[[ Excerpted data, beginning ]]

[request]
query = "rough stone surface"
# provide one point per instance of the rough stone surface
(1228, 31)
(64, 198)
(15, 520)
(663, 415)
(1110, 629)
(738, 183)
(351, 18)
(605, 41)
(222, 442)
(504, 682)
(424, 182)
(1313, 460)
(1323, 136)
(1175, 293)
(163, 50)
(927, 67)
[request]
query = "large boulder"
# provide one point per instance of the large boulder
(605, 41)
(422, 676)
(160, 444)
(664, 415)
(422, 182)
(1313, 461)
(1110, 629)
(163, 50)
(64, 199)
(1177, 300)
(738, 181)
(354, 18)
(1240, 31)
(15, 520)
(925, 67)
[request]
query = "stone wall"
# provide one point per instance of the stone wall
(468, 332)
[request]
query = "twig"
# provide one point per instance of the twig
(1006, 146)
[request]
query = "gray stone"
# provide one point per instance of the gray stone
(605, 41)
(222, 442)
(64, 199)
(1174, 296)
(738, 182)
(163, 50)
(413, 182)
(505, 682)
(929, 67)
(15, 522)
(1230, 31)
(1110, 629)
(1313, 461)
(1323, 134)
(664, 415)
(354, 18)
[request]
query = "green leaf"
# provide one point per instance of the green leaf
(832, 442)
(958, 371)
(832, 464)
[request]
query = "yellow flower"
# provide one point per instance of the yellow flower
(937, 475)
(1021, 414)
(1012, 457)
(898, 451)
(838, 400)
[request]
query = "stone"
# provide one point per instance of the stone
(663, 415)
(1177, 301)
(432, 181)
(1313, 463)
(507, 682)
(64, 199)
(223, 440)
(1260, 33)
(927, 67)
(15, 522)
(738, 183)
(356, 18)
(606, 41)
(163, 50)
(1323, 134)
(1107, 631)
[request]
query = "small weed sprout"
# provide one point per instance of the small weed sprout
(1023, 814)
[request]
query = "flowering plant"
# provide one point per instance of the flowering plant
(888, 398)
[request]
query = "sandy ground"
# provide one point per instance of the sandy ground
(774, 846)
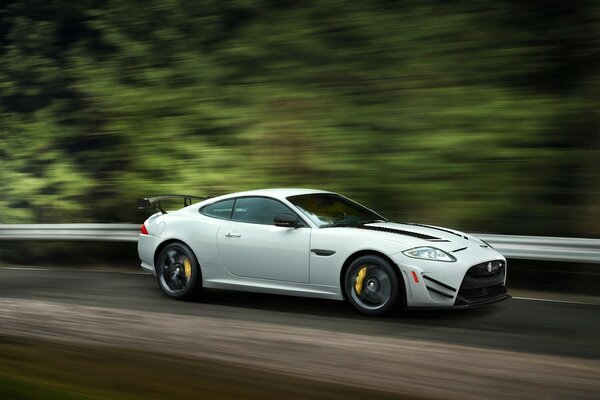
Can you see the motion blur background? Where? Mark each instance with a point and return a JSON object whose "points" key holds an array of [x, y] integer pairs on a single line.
{"points": [[479, 115]]}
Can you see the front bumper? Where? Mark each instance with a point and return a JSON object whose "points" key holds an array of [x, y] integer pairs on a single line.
{"points": [[465, 284]]}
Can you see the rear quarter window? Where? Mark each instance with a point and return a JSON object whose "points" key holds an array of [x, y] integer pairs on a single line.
{"points": [[220, 209]]}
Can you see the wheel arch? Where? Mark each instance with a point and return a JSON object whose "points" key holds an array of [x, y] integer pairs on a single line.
{"points": [[167, 242], [356, 255]]}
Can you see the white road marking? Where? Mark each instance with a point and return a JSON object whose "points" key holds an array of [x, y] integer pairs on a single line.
{"points": [[75, 269], [25, 268], [555, 301]]}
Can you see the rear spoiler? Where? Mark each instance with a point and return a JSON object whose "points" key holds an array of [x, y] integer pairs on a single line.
{"points": [[154, 202]]}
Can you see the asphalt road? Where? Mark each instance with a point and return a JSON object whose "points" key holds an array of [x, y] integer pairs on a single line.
{"points": [[535, 344]]}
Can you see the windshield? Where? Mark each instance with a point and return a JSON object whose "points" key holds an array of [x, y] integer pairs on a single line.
{"points": [[328, 209]]}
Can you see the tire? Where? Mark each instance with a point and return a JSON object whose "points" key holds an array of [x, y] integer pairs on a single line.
{"points": [[372, 285], [176, 279]]}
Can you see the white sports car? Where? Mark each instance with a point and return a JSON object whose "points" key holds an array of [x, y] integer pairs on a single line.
{"points": [[315, 243]]}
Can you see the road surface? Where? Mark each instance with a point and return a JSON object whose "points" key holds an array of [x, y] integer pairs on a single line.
{"points": [[107, 334]]}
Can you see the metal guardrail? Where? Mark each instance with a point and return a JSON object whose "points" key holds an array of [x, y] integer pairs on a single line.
{"points": [[78, 232], [544, 248]]}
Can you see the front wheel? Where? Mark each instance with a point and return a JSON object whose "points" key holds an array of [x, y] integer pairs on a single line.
{"points": [[178, 272], [372, 285]]}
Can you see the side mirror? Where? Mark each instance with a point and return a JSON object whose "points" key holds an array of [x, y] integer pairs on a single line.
{"points": [[285, 220]]}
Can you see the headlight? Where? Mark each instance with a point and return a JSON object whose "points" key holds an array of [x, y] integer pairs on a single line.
{"points": [[486, 243], [429, 253]]}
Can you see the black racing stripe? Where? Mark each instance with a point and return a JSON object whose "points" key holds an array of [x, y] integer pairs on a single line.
{"points": [[398, 231], [439, 283]]}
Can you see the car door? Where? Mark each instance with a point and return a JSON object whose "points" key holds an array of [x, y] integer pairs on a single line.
{"points": [[250, 245]]}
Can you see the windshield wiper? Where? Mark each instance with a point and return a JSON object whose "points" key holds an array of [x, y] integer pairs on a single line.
{"points": [[370, 221], [347, 224]]}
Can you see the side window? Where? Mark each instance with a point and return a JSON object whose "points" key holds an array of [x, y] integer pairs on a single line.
{"points": [[221, 209], [258, 210]]}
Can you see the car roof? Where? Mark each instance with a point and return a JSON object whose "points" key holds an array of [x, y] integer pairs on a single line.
{"points": [[277, 193]]}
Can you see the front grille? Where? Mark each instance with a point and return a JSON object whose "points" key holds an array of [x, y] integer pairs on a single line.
{"points": [[482, 293], [487, 268], [483, 283]]}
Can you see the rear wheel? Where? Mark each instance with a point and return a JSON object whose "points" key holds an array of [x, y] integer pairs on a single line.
{"points": [[178, 272], [372, 285]]}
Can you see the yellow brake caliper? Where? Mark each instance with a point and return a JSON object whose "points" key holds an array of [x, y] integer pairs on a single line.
{"points": [[187, 266], [360, 277]]}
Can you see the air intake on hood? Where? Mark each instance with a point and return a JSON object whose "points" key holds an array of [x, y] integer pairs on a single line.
{"points": [[435, 227], [398, 231]]}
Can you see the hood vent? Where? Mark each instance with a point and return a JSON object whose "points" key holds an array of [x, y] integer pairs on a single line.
{"points": [[398, 231], [435, 227]]}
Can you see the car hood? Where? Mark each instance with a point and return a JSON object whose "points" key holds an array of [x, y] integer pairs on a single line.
{"points": [[424, 235]]}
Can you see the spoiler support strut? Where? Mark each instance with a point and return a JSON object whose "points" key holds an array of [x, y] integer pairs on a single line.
{"points": [[154, 202]]}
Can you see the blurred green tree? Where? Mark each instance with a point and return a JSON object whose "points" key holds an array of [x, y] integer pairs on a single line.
{"points": [[479, 115]]}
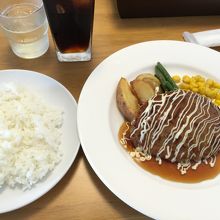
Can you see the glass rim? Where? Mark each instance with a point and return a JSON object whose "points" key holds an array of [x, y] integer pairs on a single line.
{"points": [[22, 16]]}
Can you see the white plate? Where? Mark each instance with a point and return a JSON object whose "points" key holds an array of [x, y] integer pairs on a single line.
{"points": [[99, 121], [57, 95]]}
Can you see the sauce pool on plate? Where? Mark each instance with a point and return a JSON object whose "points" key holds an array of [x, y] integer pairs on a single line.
{"points": [[168, 170]]}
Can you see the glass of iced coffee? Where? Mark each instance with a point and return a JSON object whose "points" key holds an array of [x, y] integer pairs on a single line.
{"points": [[71, 24]]}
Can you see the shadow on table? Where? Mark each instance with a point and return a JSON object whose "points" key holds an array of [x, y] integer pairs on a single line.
{"points": [[120, 207]]}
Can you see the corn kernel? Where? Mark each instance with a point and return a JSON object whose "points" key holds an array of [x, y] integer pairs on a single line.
{"points": [[200, 84], [217, 102], [213, 93], [176, 78], [200, 78], [209, 82], [193, 85], [202, 90], [186, 79], [216, 85], [195, 89], [208, 92]]}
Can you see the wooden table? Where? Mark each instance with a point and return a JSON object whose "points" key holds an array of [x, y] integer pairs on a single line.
{"points": [[80, 194]]}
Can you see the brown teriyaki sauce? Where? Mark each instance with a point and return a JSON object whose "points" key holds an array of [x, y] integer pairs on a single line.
{"points": [[168, 170]]}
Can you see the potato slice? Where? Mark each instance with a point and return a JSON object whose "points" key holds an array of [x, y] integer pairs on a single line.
{"points": [[126, 101], [143, 90]]}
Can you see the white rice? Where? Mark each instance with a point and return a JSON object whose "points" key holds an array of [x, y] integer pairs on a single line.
{"points": [[30, 135]]}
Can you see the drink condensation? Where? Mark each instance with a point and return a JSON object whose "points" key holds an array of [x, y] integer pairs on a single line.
{"points": [[28, 37], [71, 24]]}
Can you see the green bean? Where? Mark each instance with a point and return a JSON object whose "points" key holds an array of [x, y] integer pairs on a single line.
{"points": [[166, 75]]}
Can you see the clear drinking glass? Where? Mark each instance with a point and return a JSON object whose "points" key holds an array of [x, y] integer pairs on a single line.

[[ Excerpted data, end ]]

### Exercise goal
Please copy each line of the records above that holds the word "query".

### Finished exercise
query = "rough stone surface"
query = "large boulder"
query = "stone wall"
query = "twig"
query = "gray stone"
query = "green leaf"
query = "yellow flower"
query = "stone"
query = "small weed sprout"
query = "flowering plant"
query = "sandy ground"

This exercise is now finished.